• WRITTEN REQUEST: Please render all the rows below as a JSON list of strings, one string per line, with blank lines skipped and the pictures left out.

• RAW DATA:
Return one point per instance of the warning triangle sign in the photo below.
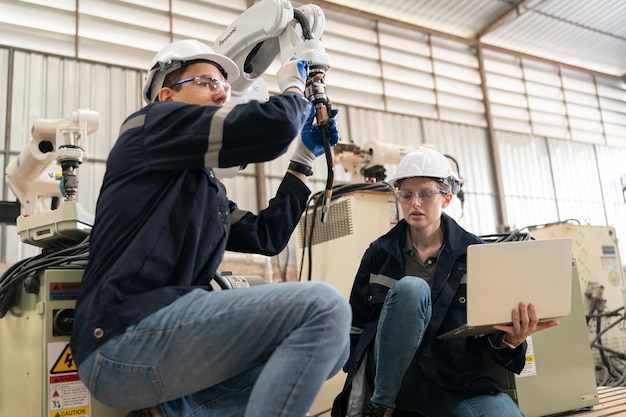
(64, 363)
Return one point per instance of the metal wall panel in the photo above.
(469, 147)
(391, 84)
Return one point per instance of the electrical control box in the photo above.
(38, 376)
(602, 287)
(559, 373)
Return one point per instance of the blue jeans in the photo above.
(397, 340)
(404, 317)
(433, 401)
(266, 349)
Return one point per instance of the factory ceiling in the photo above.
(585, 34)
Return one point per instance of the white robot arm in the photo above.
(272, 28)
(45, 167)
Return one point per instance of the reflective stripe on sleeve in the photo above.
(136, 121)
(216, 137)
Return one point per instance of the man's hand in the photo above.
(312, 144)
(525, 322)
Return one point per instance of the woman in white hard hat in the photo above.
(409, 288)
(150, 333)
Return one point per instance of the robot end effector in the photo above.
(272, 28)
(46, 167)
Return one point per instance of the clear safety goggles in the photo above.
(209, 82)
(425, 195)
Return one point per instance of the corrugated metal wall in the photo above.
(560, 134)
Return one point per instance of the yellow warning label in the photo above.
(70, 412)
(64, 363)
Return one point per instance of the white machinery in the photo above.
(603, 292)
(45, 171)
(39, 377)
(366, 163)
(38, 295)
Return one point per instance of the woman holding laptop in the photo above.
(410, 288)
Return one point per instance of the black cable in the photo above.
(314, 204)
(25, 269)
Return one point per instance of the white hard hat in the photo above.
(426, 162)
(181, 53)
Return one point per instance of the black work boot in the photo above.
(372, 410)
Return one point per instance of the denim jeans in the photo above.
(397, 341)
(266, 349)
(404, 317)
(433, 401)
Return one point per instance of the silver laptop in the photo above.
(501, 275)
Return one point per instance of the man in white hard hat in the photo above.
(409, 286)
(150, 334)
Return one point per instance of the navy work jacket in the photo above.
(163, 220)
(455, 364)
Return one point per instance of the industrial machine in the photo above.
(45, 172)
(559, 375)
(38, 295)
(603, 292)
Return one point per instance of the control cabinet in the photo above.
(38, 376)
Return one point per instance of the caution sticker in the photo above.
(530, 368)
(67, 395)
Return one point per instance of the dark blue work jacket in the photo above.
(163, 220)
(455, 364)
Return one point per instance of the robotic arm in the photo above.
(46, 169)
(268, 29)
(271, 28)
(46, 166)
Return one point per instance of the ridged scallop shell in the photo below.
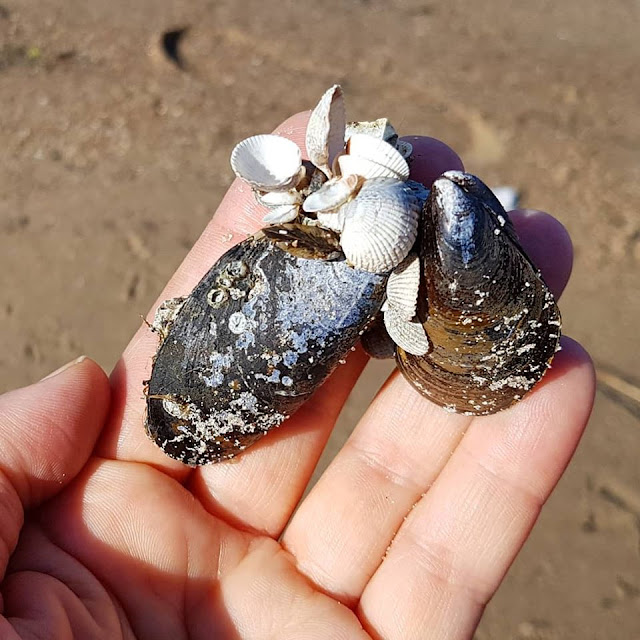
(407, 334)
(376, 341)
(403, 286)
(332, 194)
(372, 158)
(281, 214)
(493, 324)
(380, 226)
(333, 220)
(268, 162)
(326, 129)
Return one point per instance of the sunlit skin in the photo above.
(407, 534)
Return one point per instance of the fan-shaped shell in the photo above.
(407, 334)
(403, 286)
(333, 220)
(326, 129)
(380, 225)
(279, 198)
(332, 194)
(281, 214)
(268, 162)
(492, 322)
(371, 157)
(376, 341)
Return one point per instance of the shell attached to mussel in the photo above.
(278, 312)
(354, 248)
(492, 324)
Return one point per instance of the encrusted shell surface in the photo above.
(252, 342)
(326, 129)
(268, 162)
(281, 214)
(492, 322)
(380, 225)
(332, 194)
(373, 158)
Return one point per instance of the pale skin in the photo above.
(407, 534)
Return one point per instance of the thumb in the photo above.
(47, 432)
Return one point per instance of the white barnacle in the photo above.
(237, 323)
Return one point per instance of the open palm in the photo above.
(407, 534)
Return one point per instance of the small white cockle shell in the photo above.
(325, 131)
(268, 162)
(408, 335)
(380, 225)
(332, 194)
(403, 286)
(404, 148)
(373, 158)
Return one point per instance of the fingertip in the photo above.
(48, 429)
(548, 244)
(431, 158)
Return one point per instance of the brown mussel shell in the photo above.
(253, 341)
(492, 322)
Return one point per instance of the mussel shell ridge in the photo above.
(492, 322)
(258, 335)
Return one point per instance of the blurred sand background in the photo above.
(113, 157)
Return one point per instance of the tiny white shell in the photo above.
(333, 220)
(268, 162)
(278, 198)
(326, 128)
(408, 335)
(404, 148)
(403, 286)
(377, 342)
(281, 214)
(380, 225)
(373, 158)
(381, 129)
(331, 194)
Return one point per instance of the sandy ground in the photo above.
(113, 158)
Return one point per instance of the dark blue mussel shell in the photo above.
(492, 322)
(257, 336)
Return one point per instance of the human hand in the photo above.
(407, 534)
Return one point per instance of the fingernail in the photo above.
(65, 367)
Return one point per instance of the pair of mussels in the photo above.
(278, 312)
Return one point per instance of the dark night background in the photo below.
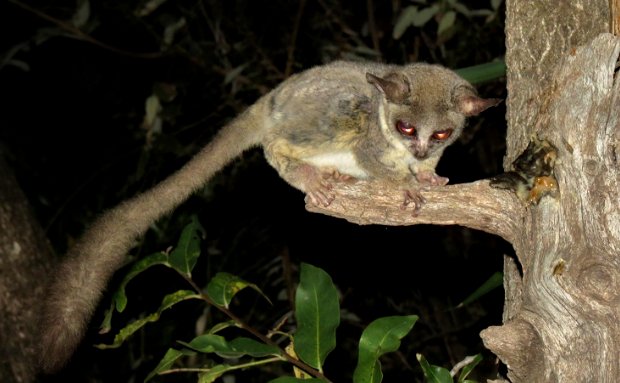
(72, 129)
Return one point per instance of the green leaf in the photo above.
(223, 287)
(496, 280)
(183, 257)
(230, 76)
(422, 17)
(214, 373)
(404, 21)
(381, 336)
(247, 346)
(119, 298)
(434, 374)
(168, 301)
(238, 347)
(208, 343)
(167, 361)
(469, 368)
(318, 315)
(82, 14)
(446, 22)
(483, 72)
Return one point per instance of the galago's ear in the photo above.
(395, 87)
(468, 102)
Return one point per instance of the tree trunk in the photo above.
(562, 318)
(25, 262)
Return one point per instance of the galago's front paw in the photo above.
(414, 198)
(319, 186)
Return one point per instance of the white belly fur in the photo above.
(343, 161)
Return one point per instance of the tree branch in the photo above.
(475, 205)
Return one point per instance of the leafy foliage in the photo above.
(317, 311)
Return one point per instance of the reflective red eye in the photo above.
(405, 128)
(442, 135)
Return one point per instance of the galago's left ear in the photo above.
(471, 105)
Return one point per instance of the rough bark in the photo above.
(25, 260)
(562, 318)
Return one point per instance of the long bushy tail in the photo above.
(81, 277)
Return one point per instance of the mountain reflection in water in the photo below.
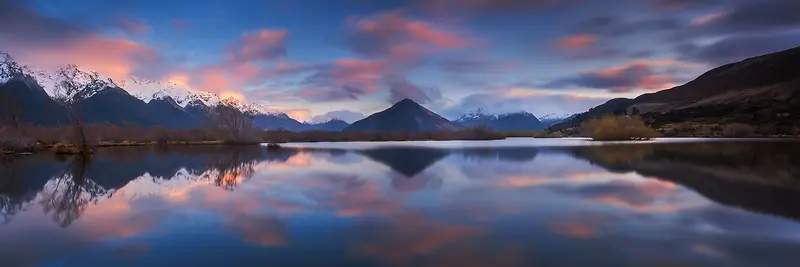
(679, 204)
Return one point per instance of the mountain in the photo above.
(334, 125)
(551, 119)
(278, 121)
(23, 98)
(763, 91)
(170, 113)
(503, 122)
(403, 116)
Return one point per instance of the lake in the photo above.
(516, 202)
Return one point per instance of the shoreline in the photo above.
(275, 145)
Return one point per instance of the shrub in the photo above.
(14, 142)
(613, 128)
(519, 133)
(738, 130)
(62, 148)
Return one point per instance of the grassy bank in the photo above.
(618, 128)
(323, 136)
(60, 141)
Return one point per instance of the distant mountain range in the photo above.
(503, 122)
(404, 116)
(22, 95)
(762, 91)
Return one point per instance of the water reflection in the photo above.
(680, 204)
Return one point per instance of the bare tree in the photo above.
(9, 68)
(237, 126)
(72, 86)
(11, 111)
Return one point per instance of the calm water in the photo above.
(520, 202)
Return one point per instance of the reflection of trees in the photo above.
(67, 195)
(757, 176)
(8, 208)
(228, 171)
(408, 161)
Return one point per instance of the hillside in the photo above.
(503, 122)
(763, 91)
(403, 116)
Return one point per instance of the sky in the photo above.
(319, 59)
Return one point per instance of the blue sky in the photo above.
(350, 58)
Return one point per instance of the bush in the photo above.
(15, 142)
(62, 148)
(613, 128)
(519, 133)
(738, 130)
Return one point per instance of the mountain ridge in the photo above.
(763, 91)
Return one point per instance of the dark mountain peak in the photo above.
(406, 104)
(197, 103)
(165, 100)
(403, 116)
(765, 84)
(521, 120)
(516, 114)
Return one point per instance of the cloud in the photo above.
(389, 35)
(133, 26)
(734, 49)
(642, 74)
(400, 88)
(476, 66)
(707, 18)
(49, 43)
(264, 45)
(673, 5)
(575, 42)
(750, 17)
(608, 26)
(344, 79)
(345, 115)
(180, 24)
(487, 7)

• THE RESPONSE:
[
  "Return one point per instance of the warning triangle sign in the photo below.",
  "(64, 363)",
  "Return one point per instance of the metal wall panel in the photo above.",
  "(469, 147)",
  "(391, 84)",
  "Return one point per instance of the electrical control box in the photo above.",
  "(38, 376)",
  "(602, 287)",
  "(559, 373)",
  "Return one point per instance of the blue jeans in the photo above.",
  "(397, 340)",
  "(404, 317)",
  "(433, 401)",
  "(266, 349)",
  "Return one point per instance of the factory ceiling in the photo above.",
  "(585, 34)",
  "Return one point per instance of the white robot arm in the photo above.",
  "(272, 28)",
  "(45, 167)",
  "Return one point per instance of the reflective stripe on sleeve in the photo above.",
  "(136, 121)",
  "(216, 137)",
  "Return one point per instance of the man's hand in the photo above.",
  "(312, 144)",
  "(525, 322)",
  "Return one point per instance of the woman in white hard hat in the photo above.",
  "(409, 288)",
  "(150, 333)",
  "Return one point per instance of the robot end effector in the photo above.",
  "(272, 28)",
  "(46, 167)",
  "Return one point per instance of the clear safety goggles in the photo above.",
  "(209, 82)",
  "(425, 195)",
  "Return one point per instance of the corrugated metal wall in the photo above.",
  "(560, 134)",
  "Return one point per instance of the yellow warning label in the photo above.",
  "(70, 412)",
  "(64, 363)",
  "Return one point per instance of the white machinery in the photo above.",
  "(603, 292)",
  "(45, 171)",
  "(39, 377)",
  "(366, 163)",
  "(38, 295)",
  "Return one point per instance of the woman holding laptop in the photo above.",
  "(410, 288)",
  "Return one point per instance of the black cable in the photo above.",
  "(314, 204)",
  "(25, 269)",
  "Return one point per instance of the white hard hat in the photo above.",
  "(426, 162)",
  "(181, 53)",
  "Return one point per instance of the black work boot in the photo above.",
  "(372, 410)",
  "Return one point per instance of the denim jeans in the photo above.",
  "(397, 341)",
  "(266, 349)",
  "(404, 317)",
  "(433, 401)",
  "Return one point per instance of the silver laptop in the photo above.",
  "(501, 275)",
  "Return one point per instance of the man in white hard hat in the photo above.",
  "(409, 286)",
  "(150, 334)",
  "Return one point per instance of the navy work jacket in the photo above.",
  "(163, 220)",
  "(455, 364)",
  "Return one point per instance of the industrial machine in the photo above.",
  "(45, 172)",
  "(559, 375)",
  "(38, 295)",
  "(603, 292)",
  "Return one point per instance of the control cabinet in the photo above.",
  "(38, 376)",
  "Return one point per instance of the caution sticker in the photo above.",
  "(530, 368)",
  "(67, 395)",
  "Return one point per instance of the dark blue work jacket in the photo above.",
  "(163, 220)",
  "(455, 364)",
  "Return one point per instance of the robotic arm in the photo above.",
  "(46, 169)",
  "(268, 29)",
  "(271, 28)",
  "(46, 166)",
  "Return one point per instance of the ridged scallop shell in the photo below.",
  "(407, 334)",
  "(376, 341)",
  "(403, 286)",
  "(332, 194)",
  "(372, 158)",
  "(281, 214)",
  "(493, 324)",
  "(380, 226)",
  "(333, 220)",
  "(268, 162)",
  "(326, 129)",
  "Return one point per instance of the sunlit skin in the photo above.",
  "(407, 534)",
  "Return one point per instance of the fan-shaped shell in the photo above.",
  "(407, 334)",
  "(403, 286)",
  "(333, 220)",
  "(326, 129)",
  "(380, 225)",
  "(279, 198)",
  "(332, 194)",
  "(281, 214)",
  "(268, 162)",
  "(492, 322)",
  "(371, 157)",
  "(376, 341)",
  "Return one point per instance of the shell attached to mussel in the photo above.",
  "(278, 312)",
  "(354, 248)",
  "(492, 324)",
  "Return one point per instance of the encrusted shell surface in the photo above.",
  "(252, 342)",
  "(326, 129)",
  "(268, 162)",
  "(281, 214)",
  "(492, 322)",
  "(380, 225)",
  "(332, 194)",
  "(373, 158)",
  "Return one point per instance of the pale skin in the photo above.",
  "(407, 534)",
  "Return one point per instance of the thumb in the photo above.",
  "(47, 432)",
  "Return one point per instance of the white barnacle in the photo above.",
  "(237, 323)",
  "Return one point per instance of the open palm in the photo above.",
  "(407, 534)",
  "Return one point per instance of the small white cockle shell in the photo above.",
  "(325, 131)",
  "(268, 162)",
  "(408, 335)",
  "(380, 225)",
  "(332, 194)",
  "(403, 286)",
  "(404, 148)",
  "(373, 158)",
  "Return one point per instance of the fingertip in the photo above.",
  "(48, 429)",
  "(548, 244)",
  "(431, 158)",
  "Return one point per instance of the brown mussel shell in the photo above.",
  "(253, 341)",
  "(492, 322)",
  "Return one point per instance of the mussel shell ridge in the photo above.",
  "(492, 322)",
  "(258, 335)",
  "Return one point per instance of the blurred sand background in the photo above.",
  "(113, 157)",
  "Return one point per instance of the tiny white shell in the photo above.",
  "(333, 220)",
  "(268, 162)",
  "(278, 198)",
  "(326, 128)",
  "(408, 335)",
  "(404, 148)",
  "(403, 286)",
  "(377, 342)",
  "(281, 214)",
  "(380, 225)",
  "(373, 158)",
  "(381, 129)",
  "(331, 194)",
  "Return one point per instance of the sandy ground in the photo above.",
  "(113, 158)",
  "Return one point per instance of the dark blue mussel shell in the photo above.",
  "(492, 322)",
  "(257, 336)",
  "Return one point per instance of the human hand in the photo above.",
  "(407, 534)",
  "Return one point per instance of the fingernail in the photo above.",
  "(65, 367)",
  "Return one point per instance of the pair of mussels in the photo above.",
  "(278, 312)",
  "Return one point per instance of the dark night background in the photo below.",
  "(72, 129)",
  "Return one point per instance of the green leaf in the photo above.",
  "(223, 287)",
  "(496, 280)",
  "(183, 257)",
  "(230, 76)",
  "(422, 17)",
  "(214, 373)",
  "(404, 21)",
  "(381, 336)",
  "(247, 346)",
  "(119, 298)",
  "(434, 374)",
  "(168, 301)",
  "(238, 347)",
  "(208, 343)",
  "(167, 361)",
  "(469, 368)",
  "(318, 315)",
  "(82, 14)",
  "(446, 22)",
  "(483, 72)",
  "Return one point per instance of the galago's ear in the photo above.",
  "(395, 87)",
  "(468, 102)",
  "Return one point per instance of the tree trunk in the photo above.",
  "(562, 318)",
  "(25, 262)",
  "Return one point per instance of the galago's front paw in the photo above.",
  "(414, 198)",
  "(319, 186)",
  "Return one point per instance of the white belly fur in the photo above.",
  "(343, 161)",
  "Return one point per instance of the tree branch in the photo above.",
  "(475, 205)",
  "Return one point per instance of the leafy foliage in the photo above.",
  "(317, 311)",
  "Return one point per instance of the reflective red eye in the photo above.",
  "(405, 128)",
  "(442, 135)",
  "Return one point per instance of the galago's left ear in the photo above.",
  "(471, 105)",
  "Return one point per instance of the rough bark in the photo above.",
  "(25, 260)",
  "(562, 318)",
  "Return one point per instance of the long bushy tail in the photo above.",
  "(81, 277)",
  "Return one point per instance of the mountain reflection in water in the photo below.",
  "(679, 204)",
  "Return one point per instance of the mountain in the photo above.",
  "(334, 125)",
  "(551, 119)",
  "(278, 121)",
  "(23, 98)",
  "(763, 91)",
  "(170, 113)",
  "(503, 122)",
  "(403, 116)",
  "Return one point per instance of the lake in the photo above.",
  "(516, 202)",
  "Return one point per instance of the shoreline in the photo above.",
  "(275, 145)",
  "Return one point per instance of the shrub in the photo above.",
  "(14, 142)",
  "(613, 128)",
  "(519, 133)",
  "(738, 130)",
  "(62, 148)",
  "Return one point per instance of the grassy bank in the photo above.",
  "(618, 128)",
  "(323, 136)",
  "(60, 141)",
  "Return one point per instance of the distant mountain range in the photo above.",
  "(503, 122)",
  "(404, 116)",
  "(22, 95)",
  "(762, 91)",
  "Return one point per instance of the water reflection in the photo above.",
  "(680, 204)",
  "Return one point per instance of the bare tree in the photo above.",
  "(9, 68)",
  "(237, 126)",
  "(72, 86)",
  "(11, 111)",
  "Return one point per instance of the calm water in the photo above.",
  "(520, 202)",
  "Return one point per instance of the reflection of trees in the photo above.",
  "(67, 195)",
  "(757, 176)",
  "(8, 208)",
  "(228, 171)",
  "(408, 161)",
  "Return one point per instance of the hillside in the photo above.",
  "(503, 122)",
  "(763, 91)",
  "(403, 116)",
  "Return one point per instance of the sky in the photo above.",
  "(319, 59)",
  "Return one point per instance of the blue sky in the photo above.",
  "(350, 58)",
  "Return one point per instance of the bush in the photo above.",
  "(15, 142)",
  "(62, 148)",
  "(613, 128)",
  "(519, 133)",
  "(738, 130)",
  "Return one point per instance of the mountain ridge in the photo above.",
  "(763, 91)",
  "Return one point per instance of the dark mountain peak in the photo above.",
  "(406, 104)",
  "(197, 103)",
  "(165, 100)",
  "(403, 116)",
  "(765, 84)",
  "(521, 120)",
  "(516, 114)",
  "Return one point per instance of the cloud in the photo above.",
  "(389, 35)",
  "(133, 26)",
  "(734, 49)",
  "(642, 74)",
  "(400, 88)",
  "(476, 66)",
  "(707, 18)",
  "(49, 43)",
  "(264, 45)",
  "(673, 5)",
  "(575, 42)",
  "(750, 17)",
  "(608, 26)",
  "(344, 79)",
  "(345, 115)",
  "(180, 24)",
  "(487, 7)"
]